(Dataset records)
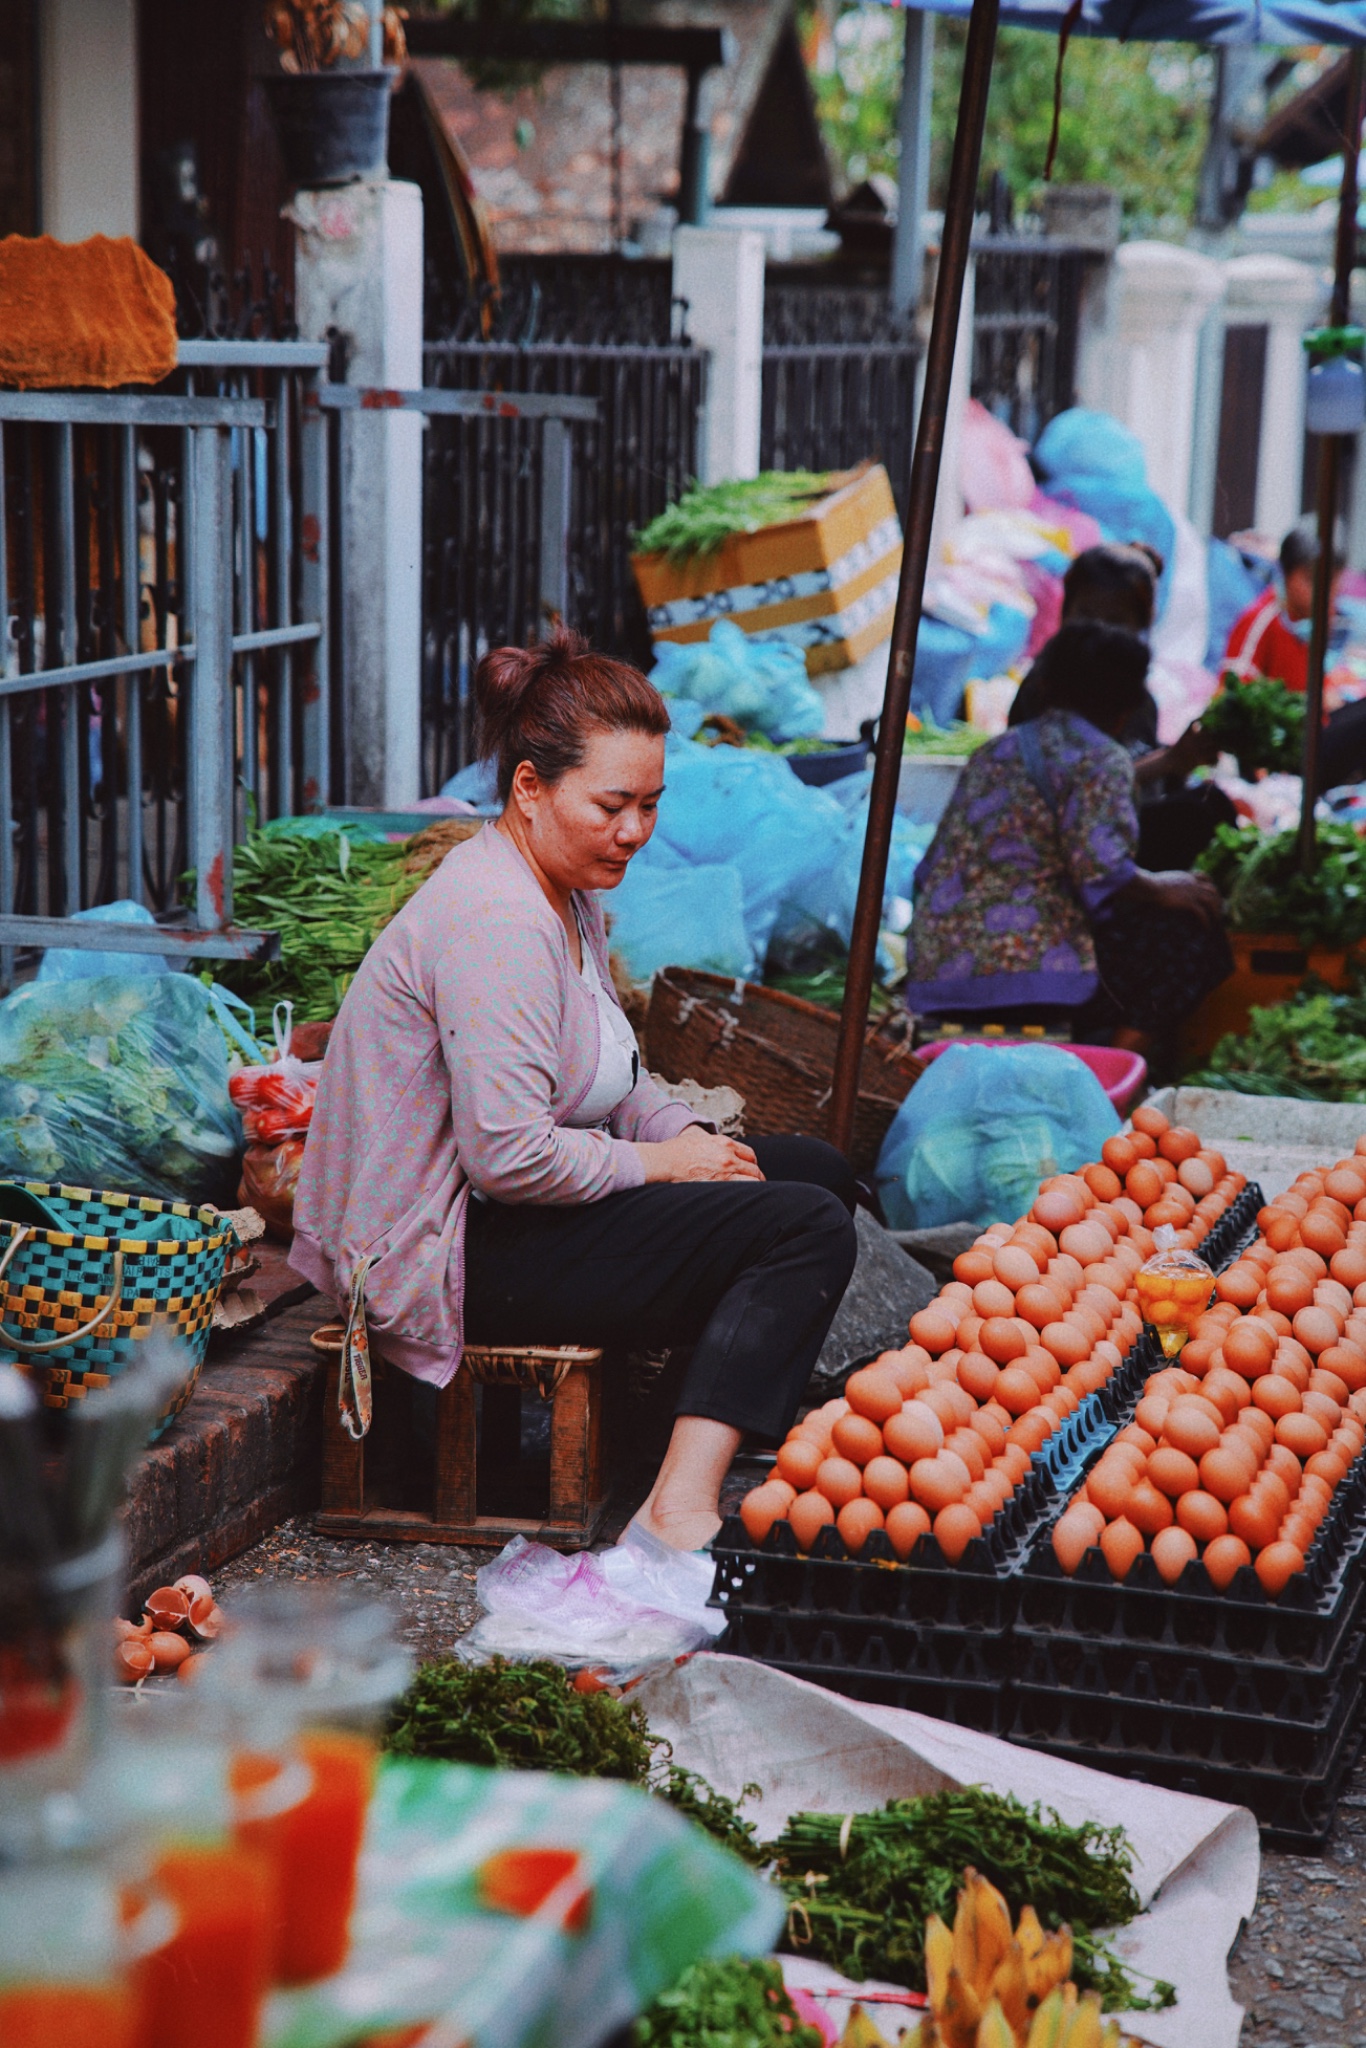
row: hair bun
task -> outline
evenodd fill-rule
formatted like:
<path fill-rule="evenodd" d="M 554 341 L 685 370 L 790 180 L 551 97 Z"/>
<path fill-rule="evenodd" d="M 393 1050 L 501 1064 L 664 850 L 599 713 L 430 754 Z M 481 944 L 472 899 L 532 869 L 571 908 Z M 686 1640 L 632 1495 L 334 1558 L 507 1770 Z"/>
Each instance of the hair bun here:
<path fill-rule="evenodd" d="M 498 764 L 506 802 L 519 761 L 553 783 L 583 759 L 588 733 L 669 730 L 663 698 L 639 669 L 595 654 L 581 633 L 556 625 L 536 647 L 493 647 L 474 675 L 475 743 Z"/>

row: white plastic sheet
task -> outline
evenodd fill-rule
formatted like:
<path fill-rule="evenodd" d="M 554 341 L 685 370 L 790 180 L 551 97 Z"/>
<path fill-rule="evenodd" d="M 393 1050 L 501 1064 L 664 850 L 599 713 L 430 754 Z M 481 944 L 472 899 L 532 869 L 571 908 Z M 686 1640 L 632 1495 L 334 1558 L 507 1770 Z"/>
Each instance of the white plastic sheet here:
<path fill-rule="evenodd" d="M 1237 2048 L 1242 2009 L 1227 1958 L 1257 1897 L 1257 1825 L 1242 1807 L 1017 1749 L 992 1736 L 895 1707 L 846 1700 L 746 1658 L 700 1655 L 647 1680 L 636 1697 L 674 1759 L 720 1791 L 753 1780 L 750 1812 L 772 1839 L 802 1810 L 866 1812 L 888 1799 L 987 1785 L 1040 1800 L 1073 1823 L 1123 1827 L 1134 1848 L 1139 1920 L 1115 1937 L 1126 1962 L 1177 1988 L 1167 2012 L 1138 2013 L 1126 2031 L 1153 2048 Z M 829 1982 L 819 1966 L 816 1977 Z M 831 2008 L 827 2008 L 831 2009 Z M 837 2016 L 838 2008 L 831 2009 Z"/>

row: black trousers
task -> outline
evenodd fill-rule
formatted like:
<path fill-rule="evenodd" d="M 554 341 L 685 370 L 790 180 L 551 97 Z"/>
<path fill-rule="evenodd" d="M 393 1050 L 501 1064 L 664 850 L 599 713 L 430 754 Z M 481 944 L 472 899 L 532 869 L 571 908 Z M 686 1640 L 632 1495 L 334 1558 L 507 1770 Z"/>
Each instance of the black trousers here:
<path fill-rule="evenodd" d="M 854 1176 L 819 1138 L 750 1143 L 762 1182 L 660 1183 L 575 1208 L 472 1201 L 466 1337 L 691 1344 L 678 1414 L 780 1440 L 854 1270 Z"/>

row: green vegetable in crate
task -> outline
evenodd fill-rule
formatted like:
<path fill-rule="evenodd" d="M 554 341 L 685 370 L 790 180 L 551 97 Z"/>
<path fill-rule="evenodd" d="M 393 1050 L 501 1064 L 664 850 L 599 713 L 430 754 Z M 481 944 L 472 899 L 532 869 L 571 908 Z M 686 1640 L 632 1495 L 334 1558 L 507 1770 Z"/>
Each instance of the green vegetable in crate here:
<path fill-rule="evenodd" d="M 732 534 L 757 533 L 784 519 L 799 519 L 829 489 L 825 470 L 764 470 L 720 484 L 694 484 L 677 504 L 636 535 L 642 554 L 667 555 L 675 567 L 714 555 Z"/>
<path fill-rule="evenodd" d="M 1234 754 L 1251 782 L 1259 769 L 1298 775 L 1304 759 L 1304 693 L 1267 676 L 1246 681 L 1232 670 L 1200 714 L 1200 729 L 1220 751 Z"/>
<path fill-rule="evenodd" d="M 1221 825 L 1196 866 L 1212 877 L 1240 932 L 1293 932 L 1301 945 L 1353 946 L 1366 937 L 1366 839 L 1355 826 L 1318 827 L 1312 874 L 1297 835 Z"/>
<path fill-rule="evenodd" d="M 922 1990 L 925 1922 L 951 1917 L 971 1865 L 1018 1916 L 1032 1905 L 1044 1927 L 1068 1925 L 1073 1975 L 1111 2011 L 1170 2005 L 1157 1983 L 1146 2000 L 1096 1930 L 1141 1910 L 1133 1852 L 1121 1828 L 1069 1827 L 1056 1813 L 980 1786 L 893 1799 L 876 1813 L 798 1813 L 769 1845 L 789 1902 L 787 1946 L 856 1979 Z"/>
<path fill-rule="evenodd" d="M 631 2029 L 633 2048 L 822 2048 L 764 1956 L 704 1958 Z"/>
<path fill-rule="evenodd" d="M 911 761 L 933 761 L 941 756 L 957 761 L 965 754 L 975 754 L 990 738 L 989 732 L 979 732 L 975 725 L 969 725 L 962 718 L 951 719 L 947 725 L 936 725 L 933 719 L 922 721 L 912 713 L 906 720 L 906 737 L 901 743 L 901 752 Z"/>
<path fill-rule="evenodd" d="M 1219 1040 L 1185 1076 L 1193 1088 L 1288 1095 L 1302 1102 L 1366 1102 L 1366 993 L 1314 977 L 1288 1002 L 1254 1009 L 1245 1032 Z"/>

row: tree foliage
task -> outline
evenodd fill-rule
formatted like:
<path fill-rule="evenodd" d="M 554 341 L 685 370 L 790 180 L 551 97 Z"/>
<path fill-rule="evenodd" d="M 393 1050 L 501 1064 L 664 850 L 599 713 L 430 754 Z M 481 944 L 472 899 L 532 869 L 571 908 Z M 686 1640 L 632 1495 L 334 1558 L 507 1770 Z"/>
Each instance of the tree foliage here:
<path fill-rule="evenodd" d="M 897 169 L 902 18 L 880 6 L 832 0 L 812 14 L 808 49 L 835 162 L 851 183 Z M 957 118 L 966 26 L 935 24 L 931 201 L 942 205 Z M 1035 29 L 1002 29 L 982 154 L 1017 206 L 1037 200 L 1053 124 L 1058 44 Z M 1063 65 L 1062 118 L 1053 176 L 1113 185 L 1128 228 L 1181 226 L 1194 207 L 1208 129 L 1207 53 L 1181 43 L 1115 43 L 1074 36 Z"/>

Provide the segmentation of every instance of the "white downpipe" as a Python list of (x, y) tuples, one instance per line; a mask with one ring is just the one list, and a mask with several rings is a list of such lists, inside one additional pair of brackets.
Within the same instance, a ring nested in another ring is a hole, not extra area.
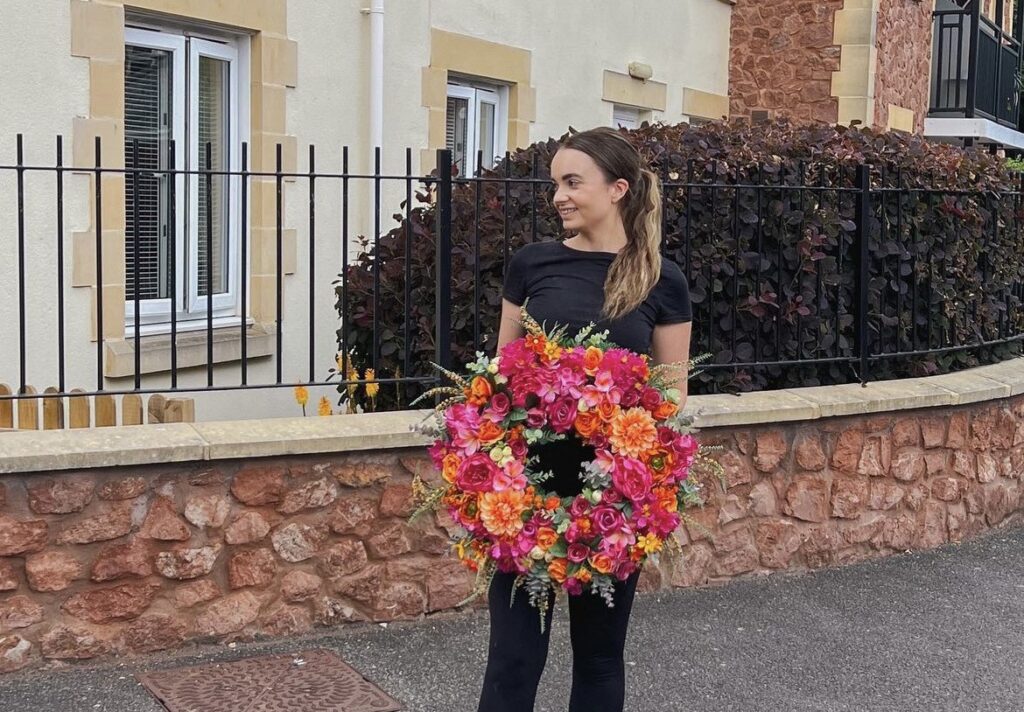
[[(367, 155), (367, 174), (372, 175), (375, 153), (384, 143), (384, 0), (370, 0), (370, 146)], [(369, 188), (369, 222), (366, 234), (373, 232), (374, 205), (373, 188)]]

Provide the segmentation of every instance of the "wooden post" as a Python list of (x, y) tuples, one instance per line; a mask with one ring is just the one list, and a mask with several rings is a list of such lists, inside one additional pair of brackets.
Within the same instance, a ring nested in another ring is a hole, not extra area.
[(117, 425), (117, 401), (114, 396), (95, 396), (93, 400), (96, 402), (96, 427)]
[(121, 425), (142, 425), (142, 396), (129, 393), (121, 399)]
[[(50, 386), (43, 393), (60, 393), (56, 388)], [(64, 399), (44, 398), (43, 399), (43, 430), (64, 429)]]
[[(81, 388), (72, 388), (71, 393), (85, 393)], [(68, 396), (68, 426), (71, 428), (88, 428), (92, 425), (89, 408), (89, 396)]]
[[(23, 394), (34, 395), (35, 386), (25, 386)], [(39, 399), (25, 398), (18, 401), (18, 430), (39, 430)]]

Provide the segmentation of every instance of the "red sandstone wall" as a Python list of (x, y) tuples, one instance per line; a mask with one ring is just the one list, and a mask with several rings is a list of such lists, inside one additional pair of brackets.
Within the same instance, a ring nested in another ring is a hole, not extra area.
[(835, 11), (843, 0), (738, 0), (732, 11), (729, 110), (749, 117), (835, 123), (839, 104), (832, 72), (839, 46), (832, 44)]
[(932, 62), (932, 7), (916, 0), (881, 0), (878, 9), (878, 70), (875, 124), (885, 128), (889, 104), (914, 112), (914, 130), (924, 131)]
[[(707, 489), (641, 590), (848, 564), (1024, 521), (1024, 396), (705, 430)], [(0, 478), (0, 672), (452, 608), (471, 574), (405, 522), (425, 451)]]

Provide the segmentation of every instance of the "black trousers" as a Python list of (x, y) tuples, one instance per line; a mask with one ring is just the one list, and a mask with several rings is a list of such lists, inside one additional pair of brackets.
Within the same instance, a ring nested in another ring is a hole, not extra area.
[[(556, 475), (555, 482), (545, 483), (545, 489), (555, 489), (562, 496), (577, 494), (582, 486), (573, 480), (578, 482), (575, 475), (581, 454), (591, 459), (593, 449), (586, 454), (572, 445), (555, 445), (541, 455)], [(549, 601), (541, 633), (540, 613), (530, 605), (526, 592), (519, 588), (511, 601), (515, 578), (515, 574), (498, 572), (488, 592), (491, 634), (478, 712), (532, 712), (547, 662), (554, 601)], [(566, 597), (572, 642), (569, 712), (622, 712), (626, 691), (622, 653), (639, 578), (637, 572), (616, 582), (612, 608), (589, 589), (583, 595)]]

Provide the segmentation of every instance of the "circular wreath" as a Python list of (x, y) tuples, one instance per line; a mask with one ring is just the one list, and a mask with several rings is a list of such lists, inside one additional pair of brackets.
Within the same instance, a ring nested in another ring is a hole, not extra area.
[[(494, 358), (478, 352), (465, 375), (438, 366), (455, 385), (420, 397), (451, 396), (432, 426), (416, 428), (436, 438), (428, 452), (443, 484), (415, 481), (413, 516), (442, 508), (458, 525), (454, 550), (478, 572), (467, 601), (500, 570), (518, 574), (513, 595), (523, 586), (542, 613), (552, 588), (589, 588), (611, 606), (615, 581), (656, 562), (683, 509), (701, 503), (689, 478), (701, 448), (667, 380), (683, 364), (650, 368), (593, 323), (569, 337), (566, 327), (548, 333), (525, 304), (520, 314), (524, 337)], [(553, 472), (532, 469), (532, 446), (565, 438), (595, 455), (572, 497), (545, 489)]]

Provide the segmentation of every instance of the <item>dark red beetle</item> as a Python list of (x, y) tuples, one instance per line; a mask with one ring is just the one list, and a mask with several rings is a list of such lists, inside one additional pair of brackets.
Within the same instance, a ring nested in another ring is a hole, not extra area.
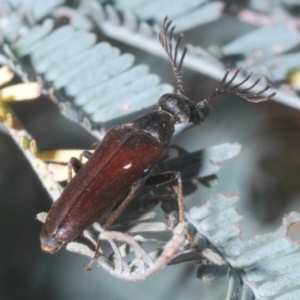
(End Dataset records)
> **Problem**: Could you show every line of the material that includes the string "additional"?

> **Solution to the exercise**:
Provide the segmentation of every instance of the "white downpipe" as a Python list of (x, y) tuples, one instance per line; a mask with one ring is just the one list, and a mask with several rings is a list of such lists, inside one additional pair of brackets.
Provide the segmentation of every instance of the "wooden post" as a Python list of (x, y) tuples, one instance per line; a mask with one ring is just the one list, and a mask with several rings is a list of such lists, inside one additional pair of brackets.
Provide the segmentation of every instance of the "red sandstone wall" as a Python list of (x, y) tuples, one instance per line; a mask with one ring is just the one list, and a mask with several rings is a list of such lists, inside one additional pair of brackets.
Provide the segmentation of every instance of the "black trousers" as a Python list of (x, y) tuples, one instance per line; a mask with one ring is just the one list, and a mask with several rings is a list of such lists, inside one additional pair of brackets.
Provide the segmentation of every instance of the "circular wreath" as a Python list of (x, y) tuples, one instance per line; a mask with one ring is just the one list, and a mask with several rings is a list of such lists, inside one additional pair of brackets.
Provide the segmentation of every instance of the <item>dark red beetle</item> as a Python list of (x, y) tuples, one instance per line; a mask with one ring is just the one list, and a mask with several rings is a list of such lists, inside one additional pair of brackets.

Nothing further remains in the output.